Extracted records
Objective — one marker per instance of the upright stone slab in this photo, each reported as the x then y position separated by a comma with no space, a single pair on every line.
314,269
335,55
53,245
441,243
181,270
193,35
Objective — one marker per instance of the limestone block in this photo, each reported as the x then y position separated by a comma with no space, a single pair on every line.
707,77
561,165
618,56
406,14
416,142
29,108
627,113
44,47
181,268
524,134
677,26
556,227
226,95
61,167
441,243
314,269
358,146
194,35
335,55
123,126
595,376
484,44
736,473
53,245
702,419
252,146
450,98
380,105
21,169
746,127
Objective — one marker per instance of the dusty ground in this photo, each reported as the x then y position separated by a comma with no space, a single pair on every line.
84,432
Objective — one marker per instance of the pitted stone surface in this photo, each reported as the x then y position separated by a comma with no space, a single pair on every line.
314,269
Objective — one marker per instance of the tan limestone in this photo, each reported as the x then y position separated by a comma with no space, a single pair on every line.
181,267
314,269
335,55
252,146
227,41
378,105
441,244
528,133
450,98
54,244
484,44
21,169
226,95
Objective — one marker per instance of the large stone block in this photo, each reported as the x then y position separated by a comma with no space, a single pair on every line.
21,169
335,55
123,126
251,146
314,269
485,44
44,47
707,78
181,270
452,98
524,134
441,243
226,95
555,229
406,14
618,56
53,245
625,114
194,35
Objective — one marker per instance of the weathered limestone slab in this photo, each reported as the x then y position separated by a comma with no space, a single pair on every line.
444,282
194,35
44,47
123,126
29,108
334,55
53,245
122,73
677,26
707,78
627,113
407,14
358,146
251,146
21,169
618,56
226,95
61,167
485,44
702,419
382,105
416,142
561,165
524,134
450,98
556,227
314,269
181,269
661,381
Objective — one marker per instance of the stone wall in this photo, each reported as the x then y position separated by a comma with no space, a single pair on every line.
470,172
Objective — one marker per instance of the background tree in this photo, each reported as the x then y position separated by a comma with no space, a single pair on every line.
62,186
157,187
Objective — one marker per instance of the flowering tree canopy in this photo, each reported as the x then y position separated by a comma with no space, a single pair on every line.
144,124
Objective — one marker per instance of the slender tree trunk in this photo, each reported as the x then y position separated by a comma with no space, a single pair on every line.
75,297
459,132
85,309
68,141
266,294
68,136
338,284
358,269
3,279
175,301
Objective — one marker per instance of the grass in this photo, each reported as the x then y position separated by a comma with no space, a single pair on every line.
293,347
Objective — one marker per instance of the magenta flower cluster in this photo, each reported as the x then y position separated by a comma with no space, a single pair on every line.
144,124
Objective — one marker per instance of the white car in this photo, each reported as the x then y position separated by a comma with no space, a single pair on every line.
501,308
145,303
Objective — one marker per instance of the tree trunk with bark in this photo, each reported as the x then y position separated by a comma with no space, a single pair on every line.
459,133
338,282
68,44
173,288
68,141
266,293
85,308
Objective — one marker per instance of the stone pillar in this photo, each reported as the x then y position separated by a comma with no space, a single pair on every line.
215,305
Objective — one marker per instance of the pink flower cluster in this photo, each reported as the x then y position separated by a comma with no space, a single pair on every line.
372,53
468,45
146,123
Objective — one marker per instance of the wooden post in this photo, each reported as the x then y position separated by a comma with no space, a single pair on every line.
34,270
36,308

EXERCISE BRIEF: Write the records out once more. Change nothing.

RESPONSE TO THIS EXERCISE:
Objective — one marker per instance of the upright stone slab in this photo, each reported as the x then y position separated by a comma with no space, a single pair on every line.
314,269
335,55
53,245
441,243
181,270
193,35
Objective — one marker per instance of the limestone block in this photo, each reported as the x then y position separated by a comma with no space, a single pair on every line.
707,77
561,165
618,56
406,14
416,142
29,108
627,113
44,47
181,268
524,134
677,26
556,227
226,95
61,167
441,243
314,269
358,146
194,35
335,55
123,126
595,376
484,44
736,473
53,245
702,419
252,146
450,98
380,105
21,169
746,127
Objective — one marker per instance of the dusty ground in this photo, each reported as the x then y position separated by a comma with no space, a single pair on every line.
84,432
Objective — one marker per instance of the pitted stone surface in this photo, each reported as the x then y position separated by a comma with no space, a single pair on every line.
314,269
Objective — one marker per instance of the tan limestone in this photo, each reported as the x then y position separated by a comma with no space, a single pair on every line.
181,267
314,269
335,55
252,146
227,41
378,105
441,244
528,133
450,98
54,244
484,44
21,169
226,95
Objective — one marker per instance of the large stone block in this photo, each reported as the x then y position separated by a comma with no space, a single pair on every line.
21,169
335,55
123,126
251,146
314,269
485,44
44,47
707,78
181,270
452,98
524,134
441,243
226,95
555,229
406,14
618,56
53,245
625,114
194,35
Objective — one marker per instance of the weathered limestone slab in this photo, each reported as the x then y position separated by a comma with no space, a single pair on every line.
444,282
194,35
44,47
123,126
29,108
334,55
53,245
122,73
677,26
707,78
627,113
407,14
358,146
251,146
21,169
618,56
226,95
61,167
485,44
702,419
382,105
416,142
561,165
524,134
450,98
556,227
314,269
181,269
661,381
Objective — one marker per instance of the stone wall in this photo, each reported as the x then y position separated by a comma with no space, a single pair on every line.
470,172
Objective — one marker per instance of the background tree in this photo, each reported as the x then y position separated by a comma with no space, a single pair on every line.
62,186
157,187
Objective — one marker per instance of the flowering tree canopy in this photo, each reported as the x then y position separated by a comma with no space, a single pair on every line.
144,124
Objective — one marker per instance of the slender tree trunk in this photo, each reported as the x then y position separated by a comma with no space, a single pair on every line.
75,297
459,132
85,309
68,141
266,294
68,136
338,284
358,269
3,279
175,301
Objective — one marker per instance of the grass in this photo, each reported as the x then y position separated by a comma with no space, a single pair on every line.
293,347
Objective — one marker per instance of the magenta flower cluster in this photo, each reported as the x then y position separated by a comma with no space, a single pair on every line.
144,124
Objective — one marker per instance of the white car in this photo, each reported as the x then y position separated by a comma with no space, a single pair on every line.
501,308
145,303
Objective — one marker per instance of the tree trunk with bark in this photo, each reported as the x then y position separated by a comma with no space, a single pair on every line.
459,133
338,282
68,44
173,288
68,141
266,293
85,308
Objective — one marker per instance of the stone pillar in this photo, each reported as the x then y position separated by a comma with no space, a single pair on every line.
215,305
Objective — one marker per instance of the pink flower cluster in this photo, each reported as the x then y position separated by a comma with no space, a single pair on every line.
372,53
468,45
146,123
Objective — one marker per instance of the wooden post in this photo, each reported as the x then y position separated by a comma with no space, a single pair on every line.
34,270
36,308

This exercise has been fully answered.